▸ WHAT IS NEEDED
Write the material out again, line by line, exactly as it is.

▸ RECORD SET
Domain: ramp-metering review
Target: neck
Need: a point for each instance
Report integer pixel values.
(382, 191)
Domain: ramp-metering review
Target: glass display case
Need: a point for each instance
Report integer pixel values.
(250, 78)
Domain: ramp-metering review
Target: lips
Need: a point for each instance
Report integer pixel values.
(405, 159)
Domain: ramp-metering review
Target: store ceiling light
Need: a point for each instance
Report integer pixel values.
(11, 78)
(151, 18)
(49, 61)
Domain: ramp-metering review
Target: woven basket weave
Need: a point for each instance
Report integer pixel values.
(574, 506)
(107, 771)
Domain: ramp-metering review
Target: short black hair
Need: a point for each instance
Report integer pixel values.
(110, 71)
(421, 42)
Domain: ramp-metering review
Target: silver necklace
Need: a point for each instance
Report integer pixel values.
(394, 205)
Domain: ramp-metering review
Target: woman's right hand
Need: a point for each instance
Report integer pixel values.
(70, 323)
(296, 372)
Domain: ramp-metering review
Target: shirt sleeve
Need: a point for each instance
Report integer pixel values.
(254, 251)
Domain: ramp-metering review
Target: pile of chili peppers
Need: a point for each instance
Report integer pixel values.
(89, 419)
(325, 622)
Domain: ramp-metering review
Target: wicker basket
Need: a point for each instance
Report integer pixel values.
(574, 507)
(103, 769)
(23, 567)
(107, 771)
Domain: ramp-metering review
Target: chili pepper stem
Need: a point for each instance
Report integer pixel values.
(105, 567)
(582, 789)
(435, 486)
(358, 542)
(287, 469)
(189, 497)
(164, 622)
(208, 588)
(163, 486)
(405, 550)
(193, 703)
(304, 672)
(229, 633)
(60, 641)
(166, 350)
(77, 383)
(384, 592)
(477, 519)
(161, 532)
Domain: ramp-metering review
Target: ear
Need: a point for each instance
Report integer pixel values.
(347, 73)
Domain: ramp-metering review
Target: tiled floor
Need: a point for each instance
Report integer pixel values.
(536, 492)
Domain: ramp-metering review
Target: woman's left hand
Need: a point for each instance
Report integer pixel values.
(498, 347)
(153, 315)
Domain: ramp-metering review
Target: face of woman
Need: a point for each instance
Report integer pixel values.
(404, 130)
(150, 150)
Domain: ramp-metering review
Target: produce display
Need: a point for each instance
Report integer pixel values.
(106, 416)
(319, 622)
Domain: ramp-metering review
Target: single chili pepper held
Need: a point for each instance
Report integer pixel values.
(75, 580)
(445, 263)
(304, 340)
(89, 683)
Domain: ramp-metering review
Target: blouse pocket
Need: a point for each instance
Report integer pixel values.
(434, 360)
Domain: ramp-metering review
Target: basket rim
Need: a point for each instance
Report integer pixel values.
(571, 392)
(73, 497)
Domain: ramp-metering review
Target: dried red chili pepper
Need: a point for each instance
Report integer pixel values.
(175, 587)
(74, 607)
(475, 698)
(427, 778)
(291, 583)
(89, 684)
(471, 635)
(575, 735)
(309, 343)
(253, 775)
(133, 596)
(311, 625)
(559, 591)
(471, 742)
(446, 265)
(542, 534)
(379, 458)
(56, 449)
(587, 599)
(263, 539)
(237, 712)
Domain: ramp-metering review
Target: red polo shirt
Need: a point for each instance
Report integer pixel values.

▸ ANSWER
Domain: ramp-metering review
Target: neck
Need: a point for each instance
Report integer pixel values.
(382, 191)
Domain: ramp-metering review
Target: glass display case
Need: a point for each instance
Report integer pixel values.
(250, 78)
Domain: ramp-metering review
Target: lips
Need: a point for each instance
Report integer pixel values.
(405, 159)
Domain: ramp-metering review
Target: store ceiling light
Need: a point for each instance
Report integer pixel values.
(11, 78)
(151, 18)
(49, 61)
Domain: ramp-metering review
Target: woven basket weave
Need: a point for each instance
Report integer pixel values.
(574, 506)
(107, 771)
Domain: ramp-metering review
Target: short black hair
Need: a point for each instance
Report integer pixel values.
(110, 71)
(421, 42)
Domain: ramp-metering review
Target: silver necklace
Need: a point for each instance
Report integer pixel values.
(394, 205)
Domain: ramp-metering review
Target: woman's right hand
Need: a point for each instance
Report integer pixel values.
(70, 323)
(296, 372)
Domain: ramp-metering review
Target: shirt sleeve
Need: a point for each instance
Report integer pixel values.
(254, 251)
Domain: ramp-metering review
Target: pile of chili peppers
Need: a point for each instance
Report integer pixel values.
(89, 419)
(325, 622)
Domain: ramp-metering review
Target: wicker basket
Need: a point for each instance
Report integer pixel values.
(574, 507)
(103, 769)
(23, 567)
(107, 771)
Domain: ramp-metering review
Target: chili pepper stem
Need: a point for each instance
Report integer pixel values.
(105, 567)
(582, 789)
(435, 486)
(358, 542)
(287, 469)
(189, 497)
(164, 622)
(208, 588)
(163, 486)
(405, 550)
(193, 703)
(304, 672)
(229, 633)
(60, 641)
(166, 350)
(77, 383)
(384, 592)
(477, 519)
(161, 532)
Domain: ramp-metering review
Target: ear
Need: a point for each instance
Report integer pixel values.
(347, 73)
Domain: ramp-metering review
Target: tiled floor
Need: a point for each instance
Report integer pixel values.
(536, 492)
Domain: ramp-metering review
Target: woman's left hand
Need: a point for each instance
Report integer pixel values.
(498, 347)
(153, 315)
Domain: ramp-metering review
Target: face of woman
Need: a point for each instance
Report integer pixel values.
(404, 130)
(150, 150)
Domain: ramp-metering review
Target: produce display
Need: a point for each instance
Report integer pixel values.
(106, 416)
(319, 622)
Domain: ramp-metering review
Target: single chili pepper held
Need: a point for each instance
Report integer pixel values.
(75, 580)
(445, 263)
(304, 340)
(89, 683)
Domain: ramp-metering review
Target: blouse pocket
Need: a point for each instance
Report integer pixel values.
(434, 360)
Domain: ramp-metering review
Target: basket rim
Need: a point for each instance
Report integer pixel values.
(571, 392)
(73, 497)
Domain: ramp-metering review
Target: dried red chili pepper
Need: a point for each instance
Report integer pixel values.
(175, 587)
(74, 607)
(475, 698)
(427, 778)
(291, 583)
(89, 684)
(471, 635)
(575, 735)
(309, 343)
(253, 775)
(133, 596)
(311, 625)
(559, 591)
(471, 742)
(446, 265)
(542, 534)
(379, 458)
(56, 449)
(587, 599)
(263, 539)
(237, 712)
Domain: ramp-metering review
Target: red polo shirt
Need: a point for each instance
Report integer pixel values.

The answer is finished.